A single number is the whole answer: the tally of lines in the data below that include the word "target".

━━━━━━━━━━━━━━━━━━━━━━━━━━━━━━

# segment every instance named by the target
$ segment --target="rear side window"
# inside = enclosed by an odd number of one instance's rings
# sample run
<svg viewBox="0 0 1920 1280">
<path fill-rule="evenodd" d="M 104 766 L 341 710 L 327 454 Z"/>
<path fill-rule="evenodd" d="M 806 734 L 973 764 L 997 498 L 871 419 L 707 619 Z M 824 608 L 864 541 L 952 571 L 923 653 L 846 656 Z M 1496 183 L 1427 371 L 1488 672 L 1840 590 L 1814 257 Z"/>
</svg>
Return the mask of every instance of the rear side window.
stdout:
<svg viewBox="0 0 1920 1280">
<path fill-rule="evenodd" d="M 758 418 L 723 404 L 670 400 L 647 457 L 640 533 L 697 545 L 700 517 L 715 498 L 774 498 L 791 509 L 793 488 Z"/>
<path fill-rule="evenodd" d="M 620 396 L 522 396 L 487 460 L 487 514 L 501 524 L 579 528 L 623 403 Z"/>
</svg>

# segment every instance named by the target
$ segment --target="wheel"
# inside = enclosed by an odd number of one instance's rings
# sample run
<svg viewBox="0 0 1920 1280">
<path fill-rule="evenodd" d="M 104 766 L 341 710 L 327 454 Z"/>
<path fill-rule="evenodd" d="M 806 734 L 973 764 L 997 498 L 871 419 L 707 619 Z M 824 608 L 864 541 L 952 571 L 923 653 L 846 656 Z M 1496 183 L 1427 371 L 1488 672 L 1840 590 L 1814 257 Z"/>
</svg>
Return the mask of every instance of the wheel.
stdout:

━━━━━━━━━━━━━━━━━━━━━━━━━━━━━━

▶ EXERCISE ANSWER
4